Getoonde lijst |

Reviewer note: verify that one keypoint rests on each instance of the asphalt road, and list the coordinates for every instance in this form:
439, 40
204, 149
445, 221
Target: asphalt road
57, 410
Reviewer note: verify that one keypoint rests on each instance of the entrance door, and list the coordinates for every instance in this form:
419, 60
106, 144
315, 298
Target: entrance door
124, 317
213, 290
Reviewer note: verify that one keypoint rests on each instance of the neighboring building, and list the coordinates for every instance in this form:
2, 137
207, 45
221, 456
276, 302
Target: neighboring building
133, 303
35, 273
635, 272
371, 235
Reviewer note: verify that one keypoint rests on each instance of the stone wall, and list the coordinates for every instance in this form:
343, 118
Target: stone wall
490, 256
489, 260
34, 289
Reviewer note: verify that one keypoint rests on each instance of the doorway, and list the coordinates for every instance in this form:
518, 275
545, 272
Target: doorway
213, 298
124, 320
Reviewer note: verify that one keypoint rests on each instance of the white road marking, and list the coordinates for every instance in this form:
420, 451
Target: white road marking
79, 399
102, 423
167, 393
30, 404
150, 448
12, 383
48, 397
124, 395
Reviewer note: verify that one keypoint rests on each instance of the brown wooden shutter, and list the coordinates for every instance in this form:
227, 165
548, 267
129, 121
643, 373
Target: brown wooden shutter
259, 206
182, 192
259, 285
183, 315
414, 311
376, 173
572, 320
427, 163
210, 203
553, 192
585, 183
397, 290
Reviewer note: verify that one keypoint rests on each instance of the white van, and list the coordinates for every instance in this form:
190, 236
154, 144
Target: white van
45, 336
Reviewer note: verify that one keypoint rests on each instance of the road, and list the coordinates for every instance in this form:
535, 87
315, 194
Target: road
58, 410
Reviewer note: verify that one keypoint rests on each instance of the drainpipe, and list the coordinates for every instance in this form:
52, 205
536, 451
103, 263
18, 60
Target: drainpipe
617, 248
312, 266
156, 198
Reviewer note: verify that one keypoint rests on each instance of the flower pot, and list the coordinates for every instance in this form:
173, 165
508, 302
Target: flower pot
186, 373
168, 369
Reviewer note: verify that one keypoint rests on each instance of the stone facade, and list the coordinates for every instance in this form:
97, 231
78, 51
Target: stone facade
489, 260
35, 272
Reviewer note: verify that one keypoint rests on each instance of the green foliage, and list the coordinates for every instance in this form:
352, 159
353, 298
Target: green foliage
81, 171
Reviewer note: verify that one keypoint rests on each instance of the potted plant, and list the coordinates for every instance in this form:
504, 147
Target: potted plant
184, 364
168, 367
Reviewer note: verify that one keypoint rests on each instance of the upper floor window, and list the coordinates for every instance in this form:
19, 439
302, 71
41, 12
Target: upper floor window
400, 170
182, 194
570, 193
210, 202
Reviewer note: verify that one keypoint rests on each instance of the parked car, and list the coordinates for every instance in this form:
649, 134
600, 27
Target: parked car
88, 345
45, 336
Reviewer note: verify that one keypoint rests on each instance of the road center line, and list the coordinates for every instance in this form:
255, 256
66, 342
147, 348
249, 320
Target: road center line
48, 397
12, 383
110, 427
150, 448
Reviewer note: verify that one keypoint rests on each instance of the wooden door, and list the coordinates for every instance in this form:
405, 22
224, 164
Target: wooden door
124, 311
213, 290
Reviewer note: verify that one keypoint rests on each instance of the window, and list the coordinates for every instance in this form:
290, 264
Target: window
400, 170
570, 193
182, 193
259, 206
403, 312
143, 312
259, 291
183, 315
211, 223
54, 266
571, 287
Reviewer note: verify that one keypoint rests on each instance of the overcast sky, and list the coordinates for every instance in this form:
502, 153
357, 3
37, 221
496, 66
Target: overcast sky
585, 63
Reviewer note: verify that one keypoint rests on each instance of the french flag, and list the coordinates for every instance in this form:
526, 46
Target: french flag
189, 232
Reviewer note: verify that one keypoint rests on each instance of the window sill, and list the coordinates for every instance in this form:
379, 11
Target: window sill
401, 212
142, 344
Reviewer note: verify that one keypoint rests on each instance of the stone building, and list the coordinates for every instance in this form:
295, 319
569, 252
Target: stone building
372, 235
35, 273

Opdracht | Schrijf het stuk vanaf de regel met "of the overcast" tot en met het einde van de lijst opnieuw uit, met de regels die met "Reviewer note" beginnen en hun voorbeeldcoördinaten ongewijzigd. Vermenigvuldig alle coördinaten onder elke regel met "Target" met 2,3 en rond ze af op hele getallen, halven naar boven.

Oplossing |
Reviewer note: verify that one keypoint rests on each instance of the overcast sky, and list the coordinates for every instance in this form:
502, 153
357, 3
37, 221
496, 66
Target: overcast sky
1346, 145
Reviewer note: verify that one keypoint rests on each instance of the french flag, and list the coordinates for every instance in this form:
526, 46
Target: french flag
435, 534
Reviewer note: verify that one keypoint rests on each instance of the window sill, and list the coordinates for every instance in this form:
379, 11
Target: window sill
922, 488
327, 791
Reviewer note: verify that one keypoint rests on each instance of the stone building, and list the coordinates for every instance in this form:
295, 319
569, 252
Target: stone building
856, 541
81, 628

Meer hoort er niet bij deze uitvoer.